Given passage:

——

Wednesday, 30 September 2009

Shifting down to the kids


Two current TV series, one back for its second series, the other probably embarking on its only series, illustrate one of the most controversial arguments in Digimodernism. In chapter five I assert - at nothing like the length and in nothing like the detail that the theme requires - that "popular culture", such a favourite of postmodernism and of postmodern criticism, has been supplanted by a dominant children's entertainment which does not correlate to any extant sense of "popular". This has very different meanings in the various contexts where it is found, nor is it an entirely negative development.
Merlin (BBC) is an enjoyably mystical/nonsensical/Potterish re-telling of the Arthurian sagas for the digimodernist age. It's packed with CGI and earnestness (in place of irony), and it reshapes the inherited narrative structures in one very striking way. The sorceror Merlin himself is no longer the bearded, wrinkly, ancient oldster whose literary descendents include Gandalf and Dumbledore. Instead, he's about 19 years old (above left). Consequently, he doesn't transfer the baby Arthur from his threatened father King Uther to a foster home, but is Arthur's exact contemporary, and is obliged to protect the once and future monarch from a status of uneasy peer/rival. Reducing Merlin to one third of his usual age, the show keeps Uther alive and difficult, while Merlin, far from being the finished magical article, is still at conjuring school under the tutelage of a tetchy oldster. Guinevere is also Merlin's age, as are most of the peripheral characters, so that, as an ensemble, the cast resembles a pop group like Hear'Say, complete with token nods to racial inclusiveness. The assumption here is, I think - and this is not a thought that would have occurred to the makers of children's entertainment forty years ago - that child-friendly entertainment must be focused on semi-children and on juvenile issues (getting on with teachers and Dad etc.). It's supposedly for families, but Mary Poppins it ain't.
The execrable Trinity (ITV2, above right), on the other hand, is essentially what you would get if you made a class of comprehensive school fifteen-year-olds watch Brideshead Revisited and then had them write a TV show about a black kid starting at a posh college. He is relentlessly patronized and bullied and humiliated by a group called the Dandelion Club who are vaguely based on David Cameron's Bullingdon Club, and who are equipped with ludicrous dialogue endlessly adumbrating their class superiority. All they appear to do all day is saturate the world around them with their snobbery. The entire college is basically run by this clique of arrogant beaux, who effortlessly bend the Dean and the Warden and the Council to its will (they are guaranteed their degrees and have no need to work [!]). Filmed in a school, Dulwich College, the locale for this tomfoolery doesn't look anything like a university, and nobody behaves remotely like people who have been through higher education. Super-privileged students at Oxbridge, I know for a fact, just ignore those they socially despise; they don't seek them out and strut ostentatiously around them. Equally, the only colleges controlled by their students figure in the narcissitic dreams of particularly immature teenagers. And yet these days almost 50% of the English go to university; half the population will therefore be immediately aware that Trinity offers a laughably unreal image of higher education. The show's makers, tellingly, don't seem to care about this; instead, they have chosen to construct HE as what you might imagine it is before you go there, because they assume that their audience must be under 18.

——

Reproduce word for word the portion of the Merlin and Trinity post starting with "Shifting down to" and going on through "entirely negative development.". The items are not needed.

[Collection entries]
——

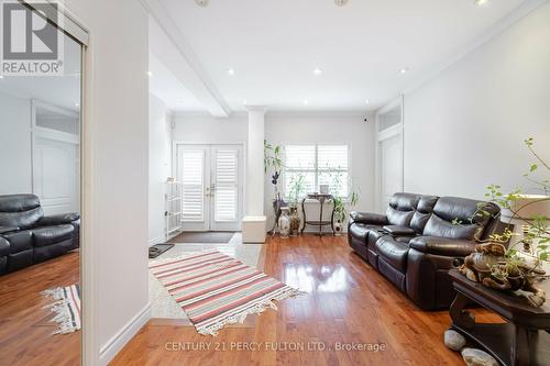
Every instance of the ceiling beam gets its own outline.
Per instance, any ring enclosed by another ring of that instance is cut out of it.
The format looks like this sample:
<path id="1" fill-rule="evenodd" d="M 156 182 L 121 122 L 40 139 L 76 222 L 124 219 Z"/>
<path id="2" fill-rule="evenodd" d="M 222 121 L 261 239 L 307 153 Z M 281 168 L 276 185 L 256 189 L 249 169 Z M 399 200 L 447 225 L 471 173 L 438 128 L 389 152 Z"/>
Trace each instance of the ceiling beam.
<path id="1" fill-rule="evenodd" d="M 142 0 L 150 13 L 150 52 L 170 70 L 206 110 L 217 118 L 227 118 L 231 109 L 202 69 L 195 53 L 158 0 Z"/>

——

Task result:
Shifting down to the kids


Two current TV series, one back for its second series, the other probably embarking on its only series, illustrate one of the most controversial arguments in Digimodernism. In chapter five I assert - at nothing like the length and in nothing like the detail that the theme requires - that "popular culture", such a favourite of postmodernism and of postmodern criticism, has been supplanted by a dominant children's entertainment which does not correlate to any extant sense of "popular". This has very different meanings in the various contexts where it is found, nor is it an entirely negative development.